> Exercise tasks
a - In the biography of Edgardo Prátola, what jersey number did he wear at Estudiantes?
b - Continue the biography of Edgardo Prátola after its final sentence.

> Source document
Edgardo Prátola

Personal information
- Full name: Edgardo Fabián Prátola
- Date of birth: May 20, 1969
- Place of birth: La Plata, Argentina
- Date of death: April 28, 2002 (Aged 32)
- Place of death: La Plata, Argentina
- Height: 1.89 m (6 ft 2 in)
- Position(s): Centre back

Senior career*
- Years: Team / Apps / (Gls)
- 1988–1996: Estudiantes / 197 / (7)
- 1996–1999: León / 82 / (6)
- 1999–2000: Unión de Santa Fe / 28 / (2)
- 2000–2002: Estudiantes / 20 / (0)

= Edgardo Prátola =

Argentine footballer

Edgardo Fabián Prátola (20 May 1969 in La Plata – 28 April 2002 in La Plata) was an Argentine football player.

His career started as a defender with Estudiantes de La Plata, where his devotion was noted as one of the reasons the club returned from relegation in 1995. Prátola wore the No. 6 jersey and was the captain of the team.

Prátola played for Mexican side León between 1996 and 1999, after which he returned to Argentina to play for Unión de Santa Fe, and then returned to Estudiantes in 2000. Diagnosed with colon cancer in 2000, he broke the news himself in an unassuming way, quit the team after unsuccessful surgery, and fought his illness to the end. The day before his death he asked that Estudiantes play their next match (against Independiente) and not ask for a postponement. A touching ceremony was held before the game.

> Extracted entries
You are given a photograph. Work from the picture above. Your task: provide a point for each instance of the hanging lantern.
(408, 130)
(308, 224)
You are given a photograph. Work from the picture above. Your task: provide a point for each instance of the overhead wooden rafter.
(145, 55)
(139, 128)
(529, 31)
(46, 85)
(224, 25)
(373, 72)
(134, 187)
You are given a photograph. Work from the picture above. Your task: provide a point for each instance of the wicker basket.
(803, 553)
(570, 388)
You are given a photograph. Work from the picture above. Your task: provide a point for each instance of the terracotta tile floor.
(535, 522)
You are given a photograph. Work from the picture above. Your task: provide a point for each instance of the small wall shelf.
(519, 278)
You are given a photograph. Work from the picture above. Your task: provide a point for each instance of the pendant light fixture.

> Results
a - No. 6

b -
He is fondly remembered by Estudiantes fans by his nickname El Ruso (the Russian).

After winning the Apertura 2006 championship in a play-off against Boca Juniors, many Estudiantes players displayed T-shirts in honour of Prátola. Then-captain Juan Sebastian Verón mentioned him in an emotional victory speech broadcast around the stadium, leading to chanting of "Ruso" by Estudiantes fans.

Prátola was again remembered by Estudiantes following the club's triumph in the 2009 Copa Libertadores finals against Cruzeiro. In the post-match celebrations, Estudiantes players wore shirts that said, "Ruso, estás con nosotros" ("Ruso, you are with us").